[ESERCIZI DA SVOLGERE]
1 - Nel testo su Vanna Vannuccini, da quale paese è stata per molti anni corrispondente?
2 - Elenca gli autori che il testo su Vanna Vannuccini cita come esempi di semplicità.
3 - Riprendi il testo su Vanna Vannuccini dal punto in cui si interrompe e proseguilo.

Con “Iran, viaggio al centro del nucleare”, Vanna Vannuccini, su Repubblica, offre un saggio di giornalismo come se ne trova ormai di rado in Italia. Ormai vanno per la maggiore quelli che scrivono a effetti speciali, fanno letteratura da un soldo (ignorando la semplicità di Mann, Balzac, Chateaubriand, Dumas, Walpole e quanti ne volete. Questo articolo, che sbagliando non è stato messo on line, si sviluppa con un ritmo anche emozionante, ma non costringe il lettore ad acrobazie, si capisce tutto, dalla prima ll’ultima parola.
Vanna Vannuccini è stata inviato speciale di Repubblica, per molti anni corrispondente dalla Germania e più di recente inviata in Iran. Tra le fondatrici di “Effe”, una delle prime riviste femministe italiane, ha scritto diversi libri, l’ultimo “L’amore a 70 anni”, nel 2012.

[DATI FORNITI]
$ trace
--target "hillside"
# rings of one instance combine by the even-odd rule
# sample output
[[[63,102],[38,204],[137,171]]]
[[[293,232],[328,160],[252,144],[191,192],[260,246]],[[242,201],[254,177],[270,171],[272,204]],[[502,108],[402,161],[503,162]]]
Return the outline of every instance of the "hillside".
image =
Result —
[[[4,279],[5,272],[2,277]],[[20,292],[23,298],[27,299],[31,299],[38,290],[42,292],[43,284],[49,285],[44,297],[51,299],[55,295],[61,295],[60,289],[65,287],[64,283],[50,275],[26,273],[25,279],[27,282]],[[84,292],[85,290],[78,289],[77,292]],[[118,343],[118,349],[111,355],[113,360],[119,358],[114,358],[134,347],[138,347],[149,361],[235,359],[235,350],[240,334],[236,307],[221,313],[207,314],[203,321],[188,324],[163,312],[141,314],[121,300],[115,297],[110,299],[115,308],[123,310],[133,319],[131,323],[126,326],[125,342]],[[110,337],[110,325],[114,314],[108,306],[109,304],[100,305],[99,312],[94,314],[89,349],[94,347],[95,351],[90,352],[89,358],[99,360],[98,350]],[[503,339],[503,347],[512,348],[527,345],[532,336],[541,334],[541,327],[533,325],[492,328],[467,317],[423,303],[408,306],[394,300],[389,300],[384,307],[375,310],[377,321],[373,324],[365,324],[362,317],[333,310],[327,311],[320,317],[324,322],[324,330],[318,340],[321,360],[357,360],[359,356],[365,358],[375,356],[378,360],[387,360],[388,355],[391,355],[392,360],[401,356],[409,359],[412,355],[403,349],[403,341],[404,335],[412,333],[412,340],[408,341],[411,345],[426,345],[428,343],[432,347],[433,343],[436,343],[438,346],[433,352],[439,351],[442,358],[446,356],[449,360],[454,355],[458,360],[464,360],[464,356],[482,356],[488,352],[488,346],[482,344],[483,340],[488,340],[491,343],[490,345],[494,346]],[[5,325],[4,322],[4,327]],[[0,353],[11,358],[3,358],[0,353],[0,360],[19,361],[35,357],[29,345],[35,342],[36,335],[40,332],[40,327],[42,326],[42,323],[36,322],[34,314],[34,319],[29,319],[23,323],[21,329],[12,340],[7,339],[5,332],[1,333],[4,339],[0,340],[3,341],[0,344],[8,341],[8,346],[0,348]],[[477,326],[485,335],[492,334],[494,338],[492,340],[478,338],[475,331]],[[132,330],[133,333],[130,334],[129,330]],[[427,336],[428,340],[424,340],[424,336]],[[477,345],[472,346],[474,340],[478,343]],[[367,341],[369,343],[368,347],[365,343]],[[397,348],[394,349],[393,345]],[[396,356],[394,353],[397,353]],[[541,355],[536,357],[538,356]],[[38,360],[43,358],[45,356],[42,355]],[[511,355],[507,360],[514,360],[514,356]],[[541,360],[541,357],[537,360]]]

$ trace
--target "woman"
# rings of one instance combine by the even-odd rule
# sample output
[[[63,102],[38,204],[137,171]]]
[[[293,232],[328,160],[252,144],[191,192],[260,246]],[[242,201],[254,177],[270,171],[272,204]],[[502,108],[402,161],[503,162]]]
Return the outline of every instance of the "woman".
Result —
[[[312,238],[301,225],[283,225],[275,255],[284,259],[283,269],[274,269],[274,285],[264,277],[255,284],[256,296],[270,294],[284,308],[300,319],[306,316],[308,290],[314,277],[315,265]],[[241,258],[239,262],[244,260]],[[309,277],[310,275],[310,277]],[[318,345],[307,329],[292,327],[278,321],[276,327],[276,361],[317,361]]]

[RISPOSTE PER ESERCIZIO]
1 - Dalla Germania.

2 - Mann, Balzac, Chateaubriand, Dumas, Walpole.

3 -
L’articolo, datato Natanz, fonde note di colore e dettagli tecnici e di alta e bassa politica con una bravura di cui sembrava essersi persa traccia. L’inizio ha un ritmo un po’ angosciante:
“Un rombo sordo arriva dalla strada. Convogli militari attraversano la periferia est della città, invisibili nella sera senza luna. I raggi intermittenti dei fari delle torri di controllo entrano dalla finestra, si riflettono sul soffitto del ristorante. Un cameriere chiude le tende. Natanz, con i suoi 12mila abitanti, si trova ai piedi di Kuh-e-Karkas, la montagna degli avvoltoi; rinomata per il clima, i frutteti ricchi dell’acqua che scende dal monte, e un antico monastero sufi. Molte famiglie di Teheran hanno qui case per il fine settimana. Ci si arriva in un paio d’ore, scendendo verso sud in direzione di Isfahan attraverso il deserto. “Paradiso di montagna” era l’appellativo con cui Natanz era conosciuta. Ma oggi è diventato un altro: città atomica. Quando i capi di governo del mondo discutono di un possibile attacco militare contro il programma atomico iraniano intendono soprattutto Natanz. È Natanz il cuore del programma”.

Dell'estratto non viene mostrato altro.